**EXERCISE SET:**
a: From the text about the geology of the Rockall Trough, list every age that has been put forward for the main rift phase in the Rockall Basin.
b: Carry on the text about the geology of the Rockall Trough, picking up after its last sentence.

The nature of the crust beneath the Rockall Trough has long been a matter of debate. Originally thought to be oceanic crust, it is now generally considered to be highly stretched continental crust. However, some groups of researchers continue to favour either oceanic or transitional style crust, particularly at the southern end of the basin.

The Rockall Basin forms part of a chain of highly extended Mesozoic rift basins between the Charlie–Gibbs and Senja fracture zones. It includes: the Faroe-Shetland Basin, the Møre Basin, and the Vøring Basin. There are indications that the Rockall Basin developed within an earlier rift system, which is likely to be of Triassic to Middle Jurassic in age, by analogy with the nearby Slyne-Erris Basins. The age of the main rift phase in the Rockall Basin is strongly debated, with Late Jurassic, Early-, Mid- and Late Cretaceous all being suggested.

During the Jurassic period, the Rockall Basin formed a seaway between the emergent Rockall-Hatton landmass (equivalent to the modern submerged Rockall Bank) and the emergent Hebrides Platform (comprising the modern Outer Hebrides).

**DATA BLOCK:**
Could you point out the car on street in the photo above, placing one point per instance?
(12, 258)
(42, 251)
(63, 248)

**PER-TASK OUTPUTS:**
a: Late Jurassic, Early Cretaceous, Mid Cretaceous, Late Cretaceous

b:
One of the features of the Rockall Basin is the Anton Dohrn Seamount. It lies 600 m beneath the surface, rising 1500 m from the surrounding seabed. The Rockall Plateau finished forming approximately 55 million years ago, a continental block that lies between Greenland and Europe when the ancient continent of Laurasia was split apart by prolonged rifting. The Rockall islet is the highest point of the plateau, rising 17.15 m above sea level. It is made of a type of peralkaline granite.

===Economic geology===
To date, there has been comparatively little drilling to explore for oil and gas within the Rockall Basin and only two discoveries have been made: Benbecula in the northern UK Rockall (Shell originally Enterprise Oil) and Dooish in the northern Irish Rockall (Shell originally Enterprise Energy Ireland). The discoveries show that, at least locally, there is a working petroleum system. Rights to exploit these resources are disputed between the United Kingdom, Ireland, Iceland and the Faroe Islands (a possession of Denmark). This topic is addressed in Rockall Bank dispute.